EXCERPT PROVIDED:
※
Report on Galeras (Colombia) — 30 September-6 October 2009
Smithsonian / US Geological Survey Weekly Volcanic Activity Report, 30 September-6 October 2009
Managing Editor: Sally Kuhn Sennert
Please cite this report as:
Global Volcanism Program, 2009. Report on Galeras (Colombia). In: Sennert, S K (ed.), Weekly Volcanic Activity Report, 30 September-6 October 2009. Smithsonian Institution and US Geological Survey.
1.22°N, 77.37°W; summit elev. 4276 m
All times are local (unless otherwise noted)
An explosive eruption from Galeras on 30 September prompted INGEOMINAS to raise the Alert Level to I (Red; "imminent eruption or in progress"). National Park personnel reported two explosions and incandescent material ejected from the area of the active cone. An ash plume rose to an approximate altitude of 12.3 km (40,400 ft) a.s.l. and drifted E, then N. The sulfur dioxide emission rate was between 1,100 and 9,300 tons per day. Ash was deposited in Sandoná (15 km NW), and Ancuya, Linares, and Sotomayor (40 km NW). Seismicity decreased after the eruption. On 1 October, seismicity was low and the sulfur dioxide emission rate was 300 tons per day. The Alert Level was lowered to II (Orange; "probable eruption in term of days or weeks"), and then to III (Yellow; "changes in the behavior of volcanic activity") on 6 October.
Geologic Background. Galeras, a stratovolcano with a large breached caldera located immediately west of the city of Pasto, is one of Colombia's most frequently active volcanoes. The dominantly andesitic complex has been active for more than 1 million years, and two major caldera collapse eruptions took place during the late Pleistocene. Long-term extensive hydrothermal alteration has contributed to large-scale edifice collapse on at least three occasions, producing debris avalanches that swept to the west and left a large horseshoe-shaped caldera inside which the modern cone has been constructed. Major explosive eruptions since the mid-Holocene have produced widespread tephra deposits and pyroclastic flows that swept all but the southern flanks. A central cone slightly lower than the caldera rim has been the site of numerous small-to-moderate historical eruptions since the time of the Spanish conquistadors.
※
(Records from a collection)
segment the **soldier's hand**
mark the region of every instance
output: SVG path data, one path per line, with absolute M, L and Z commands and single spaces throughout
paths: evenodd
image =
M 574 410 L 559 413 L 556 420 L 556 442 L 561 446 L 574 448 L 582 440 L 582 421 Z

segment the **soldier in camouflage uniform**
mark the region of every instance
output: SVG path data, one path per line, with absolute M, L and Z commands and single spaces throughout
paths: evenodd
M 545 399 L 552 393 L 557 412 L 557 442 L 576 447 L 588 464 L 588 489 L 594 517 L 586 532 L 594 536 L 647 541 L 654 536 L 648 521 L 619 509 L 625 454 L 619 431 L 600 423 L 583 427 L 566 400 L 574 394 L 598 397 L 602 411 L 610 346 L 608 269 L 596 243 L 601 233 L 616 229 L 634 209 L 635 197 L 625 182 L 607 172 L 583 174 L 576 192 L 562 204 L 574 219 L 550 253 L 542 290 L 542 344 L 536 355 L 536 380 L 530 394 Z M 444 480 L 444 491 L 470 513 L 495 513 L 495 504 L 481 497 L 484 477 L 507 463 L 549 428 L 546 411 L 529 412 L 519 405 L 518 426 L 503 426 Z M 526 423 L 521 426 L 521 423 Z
※
TASKS TO PERFORM:
- 1) Reproduce a passage from the Galeras report verbatim, beginning at the words "An explosive eruption" and ending after the words "on 6 October.".
- 2) According to the Galeras report, what was the sulfur dioxide emission rate on 1 October?

ANSWERS PER TASK:
- 1)
An explosive eruption from Galeras on 30 September prompted INGEOMINAS to raise the Alert Level to I (Red; "imminent eruption or in progress"). National Park personnel reported two explosions and incandescent material ejected from the area of the active cone. An ash plume rose to an approximate altitude of 12.3 km (40,400 ft) a.s.l. and drifted E, then N. The sulfur dioxide emission rate was between 1,100 and 9,300 tons per day. Ash was deposited in Sandoná (15 km NW), and Ancuya, Linares, and Sotomayor (40 km NW). Seismicity decreased after the eruption. On 1 October, seismicity was low and the sulfur dioxide emission rate was 300 tons per day. The Alert Level was lowered to II (Orange; "probable eruption in term of days or weeks"), and then to III (Yellow; "changes in the behavior of volcanic activity") on 6 October.

- 2) 300 tons per day.